◆ What needs to be done: Render every line of the rows below as a Markdown table with two columns, No. and Line, numbering the lines in order and leaving out blank lines. Do not include the pictures in the answer.

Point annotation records
┏━━
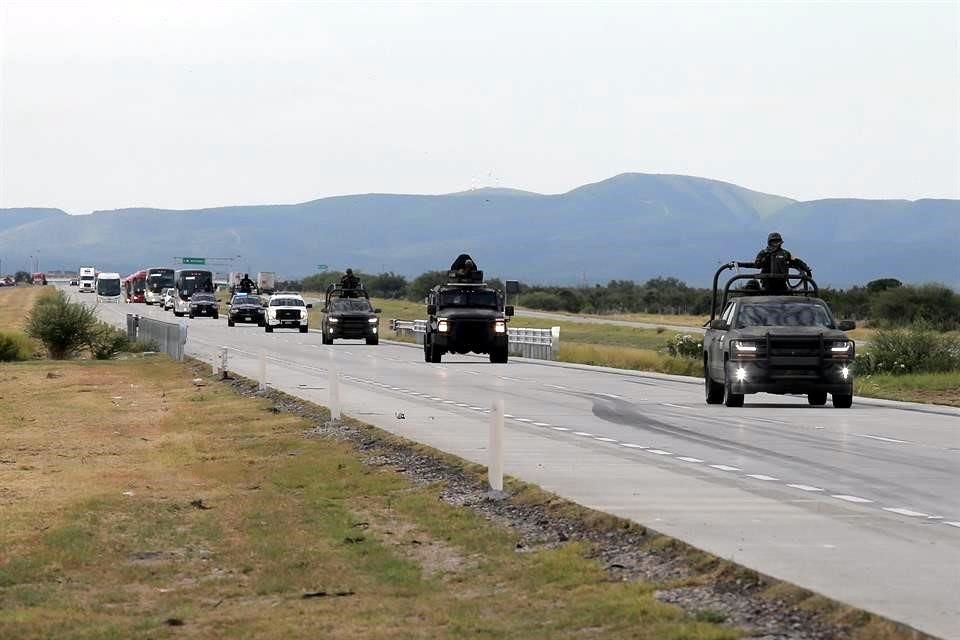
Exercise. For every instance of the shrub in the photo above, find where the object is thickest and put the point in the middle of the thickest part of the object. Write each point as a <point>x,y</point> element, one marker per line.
<point>63,327</point>
<point>914,350</point>
<point>685,346</point>
<point>14,346</point>
<point>107,341</point>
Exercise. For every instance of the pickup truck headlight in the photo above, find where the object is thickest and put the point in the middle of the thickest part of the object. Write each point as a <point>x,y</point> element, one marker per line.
<point>841,347</point>
<point>744,348</point>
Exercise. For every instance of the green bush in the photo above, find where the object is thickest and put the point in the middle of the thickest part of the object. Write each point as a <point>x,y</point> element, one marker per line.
<point>63,327</point>
<point>685,346</point>
<point>917,349</point>
<point>14,346</point>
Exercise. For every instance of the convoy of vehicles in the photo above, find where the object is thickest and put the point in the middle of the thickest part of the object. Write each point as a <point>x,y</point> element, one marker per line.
<point>781,344</point>
<point>108,287</point>
<point>347,313</point>
<point>134,286</point>
<point>287,310</point>
<point>187,282</point>
<point>157,280</point>
<point>87,276</point>
<point>465,315</point>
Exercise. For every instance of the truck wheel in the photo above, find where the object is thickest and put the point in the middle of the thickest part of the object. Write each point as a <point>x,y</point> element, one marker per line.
<point>714,390</point>
<point>732,399</point>
<point>843,400</point>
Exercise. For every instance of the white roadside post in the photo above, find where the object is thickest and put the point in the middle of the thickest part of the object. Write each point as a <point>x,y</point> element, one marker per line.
<point>495,447</point>
<point>263,369</point>
<point>334,384</point>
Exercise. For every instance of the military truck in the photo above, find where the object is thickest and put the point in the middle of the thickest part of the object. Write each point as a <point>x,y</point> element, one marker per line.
<point>465,315</point>
<point>783,344</point>
<point>348,314</point>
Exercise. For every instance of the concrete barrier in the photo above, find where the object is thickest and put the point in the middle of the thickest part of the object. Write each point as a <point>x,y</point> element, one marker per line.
<point>168,337</point>
<point>542,344</point>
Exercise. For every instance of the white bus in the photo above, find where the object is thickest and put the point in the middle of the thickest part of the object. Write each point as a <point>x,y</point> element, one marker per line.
<point>87,277</point>
<point>108,287</point>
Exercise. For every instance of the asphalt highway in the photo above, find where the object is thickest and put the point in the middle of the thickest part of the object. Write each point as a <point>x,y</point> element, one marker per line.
<point>861,505</point>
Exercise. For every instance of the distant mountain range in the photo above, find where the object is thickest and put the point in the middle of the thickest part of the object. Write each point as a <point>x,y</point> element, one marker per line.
<point>632,226</point>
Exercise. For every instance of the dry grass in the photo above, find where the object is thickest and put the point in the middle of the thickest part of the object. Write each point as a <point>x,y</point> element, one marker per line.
<point>136,504</point>
<point>629,358</point>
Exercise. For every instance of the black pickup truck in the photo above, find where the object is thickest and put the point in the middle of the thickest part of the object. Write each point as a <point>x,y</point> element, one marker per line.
<point>347,313</point>
<point>781,344</point>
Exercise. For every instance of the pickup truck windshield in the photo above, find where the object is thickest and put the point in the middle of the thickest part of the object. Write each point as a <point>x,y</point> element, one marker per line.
<point>783,315</point>
<point>466,298</point>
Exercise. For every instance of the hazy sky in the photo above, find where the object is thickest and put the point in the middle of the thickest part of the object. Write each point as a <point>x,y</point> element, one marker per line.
<point>183,105</point>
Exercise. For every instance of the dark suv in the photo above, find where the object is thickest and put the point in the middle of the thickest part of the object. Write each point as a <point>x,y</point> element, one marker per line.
<point>347,313</point>
<point>776,344</point>
<point>464,317</point>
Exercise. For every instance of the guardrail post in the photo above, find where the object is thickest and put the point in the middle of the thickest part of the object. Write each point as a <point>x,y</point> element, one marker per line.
<point>334,384</point>
<point>263,370</point>
<point>495,447</point>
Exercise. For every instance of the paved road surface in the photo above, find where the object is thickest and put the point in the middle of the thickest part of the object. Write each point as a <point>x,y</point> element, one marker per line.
<point>861,505</point>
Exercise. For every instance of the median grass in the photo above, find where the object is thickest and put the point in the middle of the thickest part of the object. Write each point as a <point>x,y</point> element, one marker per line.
<point>142,501</point>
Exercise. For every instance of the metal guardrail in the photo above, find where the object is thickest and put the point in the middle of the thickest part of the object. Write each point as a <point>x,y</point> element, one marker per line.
<point>542,344</point>
<point>169,337</point>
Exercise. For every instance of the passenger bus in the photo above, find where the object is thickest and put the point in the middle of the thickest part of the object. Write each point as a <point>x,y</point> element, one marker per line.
<point>134,286</point>
<point>187,282</point>
<point>157,280</point>
<point>108,287</point>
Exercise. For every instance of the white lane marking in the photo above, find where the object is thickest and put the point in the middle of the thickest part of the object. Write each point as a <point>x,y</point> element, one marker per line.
<point>858,499</point>
<point>804,487</point>
<point>906,512</point>
<point>881,438</point>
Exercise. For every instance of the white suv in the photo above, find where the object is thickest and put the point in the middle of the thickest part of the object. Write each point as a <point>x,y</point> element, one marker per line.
<point>287,310</point>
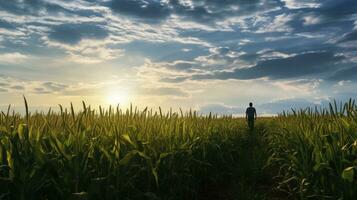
┗━━
◆ Result of this task:
| No. | Line |
|---|---|
| 1 | Exercise. For every instance of the shrub in the photo above, find where the object is thickest and put the point in the middle of the thickest part of the object. Write each point as a <point>x,y</point> element, one marker per line. |
| 2 | <point>63,327</point> |
| 3 | <point>914,350</point> |
| 4 | <point>685,346</point> |
| 5 | <point>14,346</point> |
| 6 | <point>107,341</point> |
| 7 | Exercise. For every instance of the pickup truck headlight in the photo above, find where the object is thickest and put the point in the middle of the thickest part of the object. Write each point as a <point>x,y</point> element, one marker per line. |
| 8 | <point>841,347</point> |
| 9 | <point>744,348</point> |
| 10 | Exercise. For every instance of the green bush in the photo above, find where the object is thickest and put the point in the middle of the thickest part of the object. Write each point as a <point>x,y</point> element, one marker per line. |
| 11 | <point>63,327</point> |
| 12 | <point>685,346</point> |
| 13 | <point>917,349</point> |
| 14 | <point>14,346</point> |
| 15 | Exercise. For every instance of the convoy of vehicles in the photo above, find where the object is thickest and put the point in the middle of the thickest part of the object. Write each point as a <point>x,y</point> element, one marker per line. |
| 16 | <point>781,344</point> |
| 17 | <point>108,287</point> |
| 18 | <point>347,313</point> |
| 19 | <point>134,286</point> |
| 20 | <point>287,310</point> |
| 21 | <point>187,282</point> |
| 22 | <point>157,280</point> |
| 23 | <point>87,276</point> |
| 24 | <point>465,315</point> |
| 25 | Exercise. For every instance of the truck wheel in the photo above, find where the object is thickest and put the point in the middle of the thickest part of the object. Write each point as a <point>x,y</point> element, one marker per line. |
| 26 | <point>714,390</point> |
| 27 | <point>732,399</point> |
| 28 | <point>843,400</point> |
| 29 | Exercise. For every instance of the white roadside post in the photo above, find where the object is thickest and put the point in the middle of the thickest part of the object. Write each point as a <point>x,y</point> element, one marker per line. |
| 30 | <point>495,447</point> |
| 31 | <point>263,369</point> |
| 32 | <point>334,384</point> |
| 33 | Exercise. For every instance of the military truck in the photo above, find where the object is thickest and put the point in the middle of the thickest part of the object. Write each point as a <point>x,y</point> element, one marker per line. |
| 34 | <point>465,315</point> |
| 35 | <point>783,344</point> |
| 36 | <point>348,314</point> |
| 37 | Exercise. For every instance of the concrete barrier in the photo above, find where the object is thickest and put the point in the middle of the thickest part of the object. Write each point as a <point>x,y</point> element, one marker per line. |
| 38 | <point>168,337</point> |
| 39 | <point>542,344</point> |
| 40 | Exercise. For every instance of the white bus in the photo above, find where the object is thickest and put the point in the middle of the thickest part of the object. Write each point as a <point>x,y</point> element, one marker per line. |
| 41 | <point>87,277</point> |
| 42 | <point>108,287</point> |
| 43 | Exercise. For every instance of the asphalt highway in the photo above, find where the object is thickest and put the point in the middle of the thickest part of the object. Write each point as a <point>x,y</point> element, one marker per line. |
| 44 | <point>861,505</point> |
| 45 | Exercise. For every instance of the distant mountain range in the photo above, find where the object is thickest and put the point in the middle of the thickest part of the object. Write each point as a <point>x,y</point> element, one marker per line. |
| 46 | <point>632,226</point> |
| 47 | Exercise. For every instance of the dry grass in the photo above, find where the object is thickest and put the point in the middle of the thickest part of the object. Write each point as a <point>x,y</point> element, one marker per line. |
| 48 | <point>136,504</point> |
| 49 | <point>629,358</point> |
| 50 | Exercise. For every instance of the black pickup truck in the photo above, find where the object is thickest and put the point in the middle of the thickest part of the object. Write each point as a <point>x,y</point> element, one marker per line. |
| 51 | <point>347,313</point> |
| 52 | <point>781,344</point> |
| 53 | Exercise. For every instance of the pickup truck windshield in the photo above, find where the object is thickest and put the point in the middle of the thickest part of the object. Write each point as a <point>x,y</point> element, one marker per line. |
| 54 | <point>783,315</point> |
| 55 | <point>466,298</point> |
| 56 | Exercise. For every instance of the hazy sky in the photo above, find where the object is thickest and put the point in the middle of the thickest part of the object. Write each point as a <point>x,y</point> element, one marker per line. |
| 57 | <point>183,105</point> |
| 58 | Exercise. For every instance of the dark suv in the photo above, find where the object is thickest and put the point in the middle of the thickest part of the object. Write each point as a <point>x,y</point> element, one marker per line. |
| 59 | <point>347,313</point> |
| 60 | <point>776,344</point> |
| 61 | <point>464,317</point> |
| 62 | Exercise. For every instance of the guardrail post in the photo above, find where the object is thickest and put the point in the middle of the thickest part of the object. Write each point as a <point>x,y</point> element, one marker per line. |
| 63 | <point>334,384</point> |
| 64 | <point>263,370</point> |
| 65 | <point>495,447</point> |
| 66 | Exercise. For every instance of the paved road surface in the photo above, find where the object is thickest and put the point in the middle of the thickest part of the object. Write each point as a <point>x,y</point> element, one marker per line. |
| 67 | <point>861,505</point> |
| 68 | Exercise. For every instance of the median grass in the photo above, find where the object is thickest and put the point in the middle of the thickest part of the object. Write each point as a <point>x,y</point> element, one marker per line. |
| 69 | <point>142,501</point> |
| 70 | Exercise. For every instance of the metal guardrail in the photo above, find where the object is thickest and put the point in the middle of the thickest part of the object. Write each point as a <point>x,y</point> element, one marker per line. |
| 71 | <point>542,344</point> |
| 72 | <point>169,337</point> |
| 73 | Exercise. For every instance of the passenger bus in the photo above, find where the object is thickest and put the point in the middle of the thickest part of the object. Write each point as a <point>x,y</point> element, one marker per line. |
| 74 | <point>134,286</point> |
| 75 | <point>187,282</point> |
| 76 | <point>157,280</point> |
| 77 | <point>108,287</point> |
| 78 | Exercise. For every instance of the white lane marking in the photo above, find where the object is thickest and put the point in the middle of the thickest part of the object. Write each point as a <point>x,y</point> element, one marker per line. |
| 79 | <point>858,499</point> |
| 80 | <point>804,487</point> |
| 81 | <point>906,512</point> |
| 82 | <point>881,438</point> |
| 83 | Exercise. For every instance of the white suv in the photo above, find where the object is thickest and put the point in the middle of the thickest part of the object. Write each point as a <point>x,y</point> element, one marker per line. |
| 84 | <point>287,310</point> |